(YOUR GOAL):
Please set out the entries as a JSON list of strings, one string per line with blank lines left out. Start at the line that contains "Each instance receives one keypoint. Mark the roof underside" and go through the last line of the entries, both included.

══════

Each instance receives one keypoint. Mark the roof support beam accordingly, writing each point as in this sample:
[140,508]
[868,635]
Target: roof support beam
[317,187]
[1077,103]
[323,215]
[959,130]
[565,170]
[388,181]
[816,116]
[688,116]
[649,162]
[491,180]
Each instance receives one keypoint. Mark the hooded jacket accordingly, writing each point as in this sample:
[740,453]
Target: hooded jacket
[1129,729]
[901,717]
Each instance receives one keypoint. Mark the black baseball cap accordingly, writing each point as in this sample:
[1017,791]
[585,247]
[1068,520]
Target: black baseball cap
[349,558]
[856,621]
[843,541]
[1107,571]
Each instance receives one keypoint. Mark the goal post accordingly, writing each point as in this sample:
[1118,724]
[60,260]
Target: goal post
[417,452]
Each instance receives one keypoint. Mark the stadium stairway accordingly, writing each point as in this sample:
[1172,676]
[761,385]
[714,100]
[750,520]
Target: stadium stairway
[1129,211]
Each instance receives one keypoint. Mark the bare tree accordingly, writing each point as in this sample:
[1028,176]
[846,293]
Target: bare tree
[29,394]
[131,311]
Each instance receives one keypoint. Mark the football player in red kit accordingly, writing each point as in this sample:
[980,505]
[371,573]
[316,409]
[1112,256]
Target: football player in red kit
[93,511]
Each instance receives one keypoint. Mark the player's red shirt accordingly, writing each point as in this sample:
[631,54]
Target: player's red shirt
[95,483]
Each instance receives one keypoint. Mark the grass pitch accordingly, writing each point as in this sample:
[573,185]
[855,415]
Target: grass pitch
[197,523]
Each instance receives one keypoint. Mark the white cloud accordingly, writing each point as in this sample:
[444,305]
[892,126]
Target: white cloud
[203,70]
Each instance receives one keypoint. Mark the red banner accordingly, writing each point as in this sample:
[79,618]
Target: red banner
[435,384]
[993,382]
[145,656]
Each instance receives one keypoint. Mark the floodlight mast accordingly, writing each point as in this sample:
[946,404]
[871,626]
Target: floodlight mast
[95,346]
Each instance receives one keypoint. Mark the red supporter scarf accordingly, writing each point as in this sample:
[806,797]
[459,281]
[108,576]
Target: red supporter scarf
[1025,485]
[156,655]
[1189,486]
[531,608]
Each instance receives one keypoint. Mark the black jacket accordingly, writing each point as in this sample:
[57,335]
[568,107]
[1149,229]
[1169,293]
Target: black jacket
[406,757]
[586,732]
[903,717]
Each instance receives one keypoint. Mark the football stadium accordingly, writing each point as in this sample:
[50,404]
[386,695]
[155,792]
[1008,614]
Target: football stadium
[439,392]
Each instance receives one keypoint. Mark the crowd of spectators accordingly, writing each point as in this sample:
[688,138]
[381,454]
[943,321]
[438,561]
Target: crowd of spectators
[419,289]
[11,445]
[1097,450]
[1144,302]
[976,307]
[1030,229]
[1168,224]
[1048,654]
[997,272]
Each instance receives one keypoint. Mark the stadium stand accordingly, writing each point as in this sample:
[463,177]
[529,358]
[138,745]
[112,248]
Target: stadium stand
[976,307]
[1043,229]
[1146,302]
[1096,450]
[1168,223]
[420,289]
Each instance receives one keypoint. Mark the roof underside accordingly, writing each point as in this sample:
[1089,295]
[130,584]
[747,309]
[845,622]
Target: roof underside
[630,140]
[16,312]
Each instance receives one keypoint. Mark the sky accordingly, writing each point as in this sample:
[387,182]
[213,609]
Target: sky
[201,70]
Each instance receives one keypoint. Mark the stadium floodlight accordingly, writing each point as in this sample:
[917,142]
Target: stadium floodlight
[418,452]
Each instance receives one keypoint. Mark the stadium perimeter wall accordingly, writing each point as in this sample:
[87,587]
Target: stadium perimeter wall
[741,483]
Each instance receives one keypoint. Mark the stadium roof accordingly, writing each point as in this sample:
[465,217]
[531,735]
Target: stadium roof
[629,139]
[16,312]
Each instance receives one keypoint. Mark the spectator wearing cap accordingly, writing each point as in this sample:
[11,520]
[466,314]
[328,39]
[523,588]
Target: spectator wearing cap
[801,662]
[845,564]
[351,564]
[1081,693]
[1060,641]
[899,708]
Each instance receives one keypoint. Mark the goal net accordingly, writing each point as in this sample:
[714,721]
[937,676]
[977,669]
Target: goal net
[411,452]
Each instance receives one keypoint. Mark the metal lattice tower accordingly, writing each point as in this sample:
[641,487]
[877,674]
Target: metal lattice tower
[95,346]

══════

(THE OUTPUT):
[
  "Each instance receives one keypoint. Mark the roof underside accordingly, writing each point as in this sample:",
  "[1089,295]",
  "[130,584]",
  "[747,309]",
  "[845,622]",
  "Target: roof underside",
  "[630,140]",
  "[16,312]",
  "Each instance receives one keypoint. Mark the sky accordingly, writing each point as in this sample:",
  "[387,182]",
  "[213,609]",
  "Target: sky",
  "[201,70]",
  "Each instance receives one keypoint. Mark the stadium floodlight accordingly, writing each point as in this sample:",
  "[917,142]",
  "Target: stadium floodlight",
  "[418,452]",
  "Each instance receives one keypoint. Mark the stadium perimeter wall accordingly, writing each point as in this sample:",
  "[87,587]",
  "Target: stadium perimeter wall",
  "[741,483]",
  "Each instance receives one keypoint. Mark the stadium roof accordingly, writing each point as in this sample:",
  "[465,217]",
  "[531,735]",
  "Target: stadium roof",
  "[629,139]",
  "[16,312]",
  "Each instance receives one keypoint. Mark the spectator wearing cap accordingly, writing each point as in this sample:",
  "[11,520]",
  "[466,314]",
  "[328,39]",
  "[523,588]",
  "Target: spectator wearing cap",
  "[801,662]",
  "[845,564]",
  "[351,564]",
  "[1081,693]",
  "[1060,641]",
  "[899,708]",
  "Each instance receives one keypoint. Mark the goal net accordingly, writing each point as in this sample:",
  "[714,721]",
  "[937,676]",
  "[977,669]",
  "Target: goal net",
  "[411,452]",
  "Each instance receives one keypoint. Mark the metal lattice tower accordingly, writing each point as in this sample:",
  "[641,487]",
  "[877,674]",
  "Target: metal lattice tower",
  "[95,346]"
]